## Kurze Aufgabe A
Welche Abkürzungen kommen im Text zur gestaffelten Grundbucheintragung vor? Nenne sie alle.
## Kurze Aufgabe B
Gib aus dem Text zur gestaffelten Grundbucheintragung die Stelle von „Dieses Recht sollte“ bis „jedoch wieder erlöschen.“ wortgetreu wieder.
## Kurze Aufgabe C
Wie könnte der Text zur gestaffelten Grundbucheintragung weitergehen? Setze ihn nach seinem letzten Satz fort.

## Text
.....
Gestaffelte Eintragung eines einzigen Rechts für mehrere Berechtigte im Grundbuch

April 18, 2025

Gestaffelte Eintragung eines einzigen Rechts für mehrere Berechtigte im Grundbuch

RA und Notar Krau

Das Oberlandesgericht Bamberg (OLG Bamberg) hat mit Beschluss vom 15. Mai 2023 (Az. 10 Wx 8/23) entschieden, dass die gestaffelte Eintragung eines einzigen Rechts für mehrere Berechtigte im Grundbuch

grundsätzlich möglich ist, auch wenn die Berechtigung eines der Beteiligten unter einer aufschiebenden Bedingung steht.

Der Entscheidung lag folgender Sachverhalt zugrunde:

Ein Mann verkaufte sein Alleineigentum an eine Frau und behielt sich im Gegenzug ein Wohn- und Versorgungsrecht als Leibgeding an einer Wohnung auf dem Grundstück vor.

Dieses Recht sollte nach dem Willen der Beteiligten auch seiner zukünftigen Ehefrau zustehen, sobald die Eheschließung erfolgt ist.

Im Falle einer rechtskräftigen Scheidung von seiner zukünftigen Ehefrau sollte deren Berechtigung jedoch wieder erlöschen.

Ausdrücklich wurde vereinbart, dass beiden Berechtigten als Gesamtberechtigte gemäß § 428 Bürgerliches Gesetzbuch (BGB) „nur ein Recht“ zustehen solle.

Das zuständige Grundbuchamt wies den Antrag auf Eintragung zurück, da es Bedenken hinsichtlich der Eintragbarkeit einer solchen aufschiebend und auflösend bedingten Gesamtberechtigung hatte.

Das Grundbuchamt argumentierte, dass eine Gesamtberechtigung im Sinne des § 428 BGB erst künftig entstehen und gegebenenfalls wieder erlöschen würde.

Das OLG Bamberg hob die Entscheidung des Grundbuchamts auf und gab der Beschwerde der Antragsteller statt.
.....
[Gespeicherte Einträge]

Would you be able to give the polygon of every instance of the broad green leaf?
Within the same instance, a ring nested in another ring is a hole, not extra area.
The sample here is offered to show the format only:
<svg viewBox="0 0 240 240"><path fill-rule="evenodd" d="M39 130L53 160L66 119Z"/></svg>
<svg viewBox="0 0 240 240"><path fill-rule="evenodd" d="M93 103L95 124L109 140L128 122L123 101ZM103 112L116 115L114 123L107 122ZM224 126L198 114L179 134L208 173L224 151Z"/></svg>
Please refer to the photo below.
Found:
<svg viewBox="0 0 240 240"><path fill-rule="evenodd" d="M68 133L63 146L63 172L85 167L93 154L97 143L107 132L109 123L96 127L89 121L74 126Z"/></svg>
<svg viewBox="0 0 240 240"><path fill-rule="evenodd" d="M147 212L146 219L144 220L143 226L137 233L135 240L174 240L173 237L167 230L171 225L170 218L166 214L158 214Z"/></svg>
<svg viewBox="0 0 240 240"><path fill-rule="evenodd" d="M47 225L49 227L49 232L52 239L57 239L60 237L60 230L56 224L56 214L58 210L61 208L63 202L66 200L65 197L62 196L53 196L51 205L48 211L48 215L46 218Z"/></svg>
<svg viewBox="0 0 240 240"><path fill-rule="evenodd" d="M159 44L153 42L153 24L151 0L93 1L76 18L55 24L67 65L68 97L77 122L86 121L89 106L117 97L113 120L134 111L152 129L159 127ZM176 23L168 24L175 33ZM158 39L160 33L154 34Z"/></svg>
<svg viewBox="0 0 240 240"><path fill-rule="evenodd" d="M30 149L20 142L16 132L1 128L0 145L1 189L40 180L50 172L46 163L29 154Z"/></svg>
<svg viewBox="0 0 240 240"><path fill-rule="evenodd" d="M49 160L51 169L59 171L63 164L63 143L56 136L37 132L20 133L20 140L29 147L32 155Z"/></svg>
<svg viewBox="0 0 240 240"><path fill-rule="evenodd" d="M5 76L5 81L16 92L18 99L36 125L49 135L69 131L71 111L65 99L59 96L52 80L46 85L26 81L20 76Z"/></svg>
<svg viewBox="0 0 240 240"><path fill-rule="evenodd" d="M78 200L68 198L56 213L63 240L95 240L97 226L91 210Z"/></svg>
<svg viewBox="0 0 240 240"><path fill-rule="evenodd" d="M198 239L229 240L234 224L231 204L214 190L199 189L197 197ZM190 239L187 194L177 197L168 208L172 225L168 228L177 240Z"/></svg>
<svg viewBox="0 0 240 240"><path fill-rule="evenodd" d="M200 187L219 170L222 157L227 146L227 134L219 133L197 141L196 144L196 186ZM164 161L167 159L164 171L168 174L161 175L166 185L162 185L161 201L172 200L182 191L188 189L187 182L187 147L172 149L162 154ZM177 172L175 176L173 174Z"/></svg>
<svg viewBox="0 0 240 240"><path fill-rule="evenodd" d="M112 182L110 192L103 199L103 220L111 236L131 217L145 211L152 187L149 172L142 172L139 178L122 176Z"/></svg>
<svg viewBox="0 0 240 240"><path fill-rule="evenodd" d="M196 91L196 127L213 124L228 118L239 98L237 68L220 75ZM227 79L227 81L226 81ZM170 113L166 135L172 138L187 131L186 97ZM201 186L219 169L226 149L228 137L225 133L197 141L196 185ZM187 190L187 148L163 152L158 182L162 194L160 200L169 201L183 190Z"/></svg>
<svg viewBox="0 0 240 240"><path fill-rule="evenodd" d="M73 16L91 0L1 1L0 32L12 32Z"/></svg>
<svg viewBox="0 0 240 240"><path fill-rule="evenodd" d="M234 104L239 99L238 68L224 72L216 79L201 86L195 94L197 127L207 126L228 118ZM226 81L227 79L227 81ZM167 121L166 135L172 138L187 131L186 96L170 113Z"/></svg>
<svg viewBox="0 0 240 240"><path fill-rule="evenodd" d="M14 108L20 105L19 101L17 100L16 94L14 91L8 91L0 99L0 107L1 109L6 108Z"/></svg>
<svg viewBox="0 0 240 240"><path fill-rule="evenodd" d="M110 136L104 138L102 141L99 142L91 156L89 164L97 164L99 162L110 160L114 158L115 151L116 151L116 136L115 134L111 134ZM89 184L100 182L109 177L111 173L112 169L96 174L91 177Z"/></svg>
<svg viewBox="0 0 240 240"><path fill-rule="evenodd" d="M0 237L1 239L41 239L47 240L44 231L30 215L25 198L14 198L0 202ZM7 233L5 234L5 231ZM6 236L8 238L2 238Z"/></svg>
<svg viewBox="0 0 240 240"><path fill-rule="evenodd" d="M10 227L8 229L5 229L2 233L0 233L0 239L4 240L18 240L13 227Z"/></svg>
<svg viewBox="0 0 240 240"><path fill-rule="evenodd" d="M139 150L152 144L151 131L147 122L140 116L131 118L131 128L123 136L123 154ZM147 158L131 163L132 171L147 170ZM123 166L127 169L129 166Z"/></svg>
.....
## Lösung A
RA, OLG, Az., BGB

## Lösung B
Dieses Recht sollte nach dem Willen der Beteiligten auch seiner zukünftigen Ehefrau zustehen, sobald die Eheschließung erfolgt ist.

Im Falle einer rechtskräftigen Scheidung von seiner zukünftigen Ehefrau sollte deren Berechtigung jedoch wieder erlöschen.

## Lösung C
Gestaffelte Eintragung eines einzigen Rechts für mehrere Berechtigte im Grundbuch

Das Gericht stellte fest, dass die Eintragung eines Rechts für mehrere gemeinschaftlich gemäß § 47 Absatz 1 Grundbuchordnung (GBO) möglich ist.

Auch die Eintragung einer Gesamtberechtigung nach § 428 BGB sei zulässig.

Entscheidend sei, dass nach Auslegung der notariellen Vereinbarung (§§ 133, 157 BGB) beabsichtigt sei, dass ab Eintritt der aufschiebenden Bedingung (Eheschließung) und vor Eintritt der auflösenden

Bedingung (rechtskräftige Scheidung) eine einheitliche und gemeinsame Rechtsausübung beider Berechtigten erfolgen solle, die sich in der gemeinsamen Wohnungsnahme praktisch manifestiere.

Das OLG Bamberg wies darauf hin, dass der Eintritt der aufschiebenden Bedingung durch Vorlage einer Heiratsurkunde und der Eintritt der auflösenden Bedingung durch Vorlage eines Scheidungsurteils

nachgewiesen werden könne, sodass keine Unsicherheiten hinsichtlich der dinglichen Rechtslage zu befürchten seien.

Das Gericht sah keinen praktischen Bedarf für die Bestellung mehrerer, voneinander unabhängiger Rechte.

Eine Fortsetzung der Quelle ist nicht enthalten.